Through the high school track team, our upper class teammates began calling me by my last name. This stuck and to this day people who I ran track with in high school, or that I met through people I knew on the track team, call me by my last name. I distinctly remember one day at work a few years ago when one of my former teammates came in and called me by my last name. After they continued on with their business my coworker looked at me and said "what did they just call you?" So if someone calls me by my last name, you would probably be right if you guessed that I ran track with them in high school. Most of my friends from college, except for my track team friends, call me Tony. So depending on where I am and/or who I'm with I get called Anthony, Tony, or A-Train. I have gotten accustomed to responding to all three. I think it's kind of funny that you can usually accurately tell how I know someone just by the name they use for me.

* GIVEN DATA:
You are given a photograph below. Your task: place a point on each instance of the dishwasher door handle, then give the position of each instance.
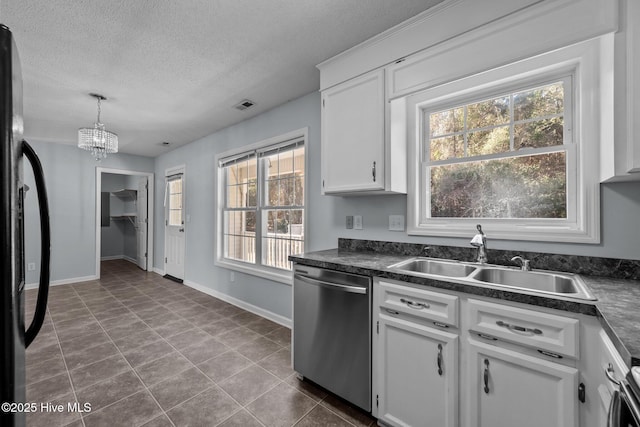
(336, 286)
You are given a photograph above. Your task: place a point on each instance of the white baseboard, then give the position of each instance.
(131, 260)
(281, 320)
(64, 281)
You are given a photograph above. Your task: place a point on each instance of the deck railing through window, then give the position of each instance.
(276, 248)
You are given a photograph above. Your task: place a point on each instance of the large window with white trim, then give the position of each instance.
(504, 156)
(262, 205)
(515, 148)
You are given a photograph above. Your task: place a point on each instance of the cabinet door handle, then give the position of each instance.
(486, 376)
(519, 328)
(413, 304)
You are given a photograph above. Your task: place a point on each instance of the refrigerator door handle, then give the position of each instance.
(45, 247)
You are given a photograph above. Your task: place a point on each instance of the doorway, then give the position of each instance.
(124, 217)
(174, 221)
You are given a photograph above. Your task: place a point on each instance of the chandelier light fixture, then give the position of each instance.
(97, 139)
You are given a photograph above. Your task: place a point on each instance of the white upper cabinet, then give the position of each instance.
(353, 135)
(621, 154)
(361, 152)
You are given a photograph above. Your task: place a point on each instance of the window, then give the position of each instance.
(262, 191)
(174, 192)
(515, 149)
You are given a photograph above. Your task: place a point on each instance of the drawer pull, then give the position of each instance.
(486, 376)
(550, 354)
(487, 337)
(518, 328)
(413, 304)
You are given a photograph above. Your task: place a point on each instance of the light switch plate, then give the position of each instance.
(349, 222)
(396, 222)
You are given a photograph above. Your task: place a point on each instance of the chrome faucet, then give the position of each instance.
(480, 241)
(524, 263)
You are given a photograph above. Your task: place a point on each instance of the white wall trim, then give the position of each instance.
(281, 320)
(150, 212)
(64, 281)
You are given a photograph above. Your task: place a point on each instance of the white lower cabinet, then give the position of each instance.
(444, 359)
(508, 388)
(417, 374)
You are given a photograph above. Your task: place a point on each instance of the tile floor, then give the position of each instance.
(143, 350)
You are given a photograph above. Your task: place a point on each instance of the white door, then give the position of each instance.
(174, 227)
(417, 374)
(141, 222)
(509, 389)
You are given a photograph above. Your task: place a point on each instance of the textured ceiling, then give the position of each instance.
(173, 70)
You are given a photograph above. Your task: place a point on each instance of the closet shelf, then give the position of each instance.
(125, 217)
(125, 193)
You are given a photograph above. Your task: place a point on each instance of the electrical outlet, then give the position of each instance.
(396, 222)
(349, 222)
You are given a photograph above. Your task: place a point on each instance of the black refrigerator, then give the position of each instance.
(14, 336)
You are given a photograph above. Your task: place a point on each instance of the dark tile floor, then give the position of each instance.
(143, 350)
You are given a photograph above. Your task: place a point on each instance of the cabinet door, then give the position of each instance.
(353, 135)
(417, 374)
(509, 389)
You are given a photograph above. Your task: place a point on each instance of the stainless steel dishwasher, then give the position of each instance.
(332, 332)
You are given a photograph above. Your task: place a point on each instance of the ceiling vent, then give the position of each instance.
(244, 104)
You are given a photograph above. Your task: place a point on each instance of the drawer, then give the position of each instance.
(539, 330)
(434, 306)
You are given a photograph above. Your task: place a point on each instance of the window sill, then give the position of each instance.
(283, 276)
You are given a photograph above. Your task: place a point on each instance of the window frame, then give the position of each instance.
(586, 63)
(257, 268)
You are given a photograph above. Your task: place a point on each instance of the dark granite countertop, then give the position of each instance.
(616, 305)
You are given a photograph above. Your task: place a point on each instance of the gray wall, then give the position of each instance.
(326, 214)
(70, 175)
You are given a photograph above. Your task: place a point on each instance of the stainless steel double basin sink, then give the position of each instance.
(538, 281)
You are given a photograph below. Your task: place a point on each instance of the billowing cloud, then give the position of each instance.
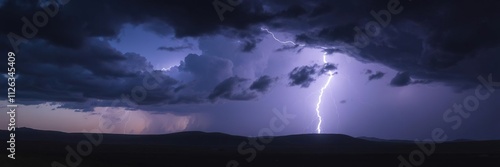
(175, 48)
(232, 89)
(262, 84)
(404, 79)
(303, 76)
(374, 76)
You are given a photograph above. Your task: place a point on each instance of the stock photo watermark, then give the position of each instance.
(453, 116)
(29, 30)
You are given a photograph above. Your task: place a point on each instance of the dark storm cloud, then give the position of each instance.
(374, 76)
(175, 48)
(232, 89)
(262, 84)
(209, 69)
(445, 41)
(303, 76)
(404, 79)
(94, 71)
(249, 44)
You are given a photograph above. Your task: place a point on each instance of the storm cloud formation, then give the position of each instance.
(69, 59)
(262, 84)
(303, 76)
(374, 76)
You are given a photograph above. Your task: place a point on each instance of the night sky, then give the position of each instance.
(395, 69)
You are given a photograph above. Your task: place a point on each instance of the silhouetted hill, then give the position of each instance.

* ACTIONS TO TAKE:
**a)** In the passage about nicknames, what do most of the writer's college friends call the writer?
**b)** Continue the passage about nicknames from where it stops.
The rows aren't needed for anything here.

* RESPONSES BY TASK:
**a)** Most of the writer's college friends, except the track team friends, call the writer Tony.

**b)**
I chose the name Toninho as an alias for this blog mainly thanks to Seanahue. When Seanahue was signing our intramural soccer team up Sophomore year of college, he entered my name on the roster as Tondinho. My favorite soccer player of all time is Ronaldo, formerly known as Ronaldinho (before the Ronaldinho that played for Barcelona in the mid 2000s), which stands for little Ronaldo because he was very young when he was coming up the ranks in soccer. I took out the "d" since there is no "d" in Tony like there is in Ronaldo, but I did like the name and it also makes sense for me. I'm technically "Little Tony" and I really like Brazilian soccer players. So intramural soccer and Seanahue deserve the credit for the name Toninho. Maybe people will start calling me that, making four different names for me. Only time will tell.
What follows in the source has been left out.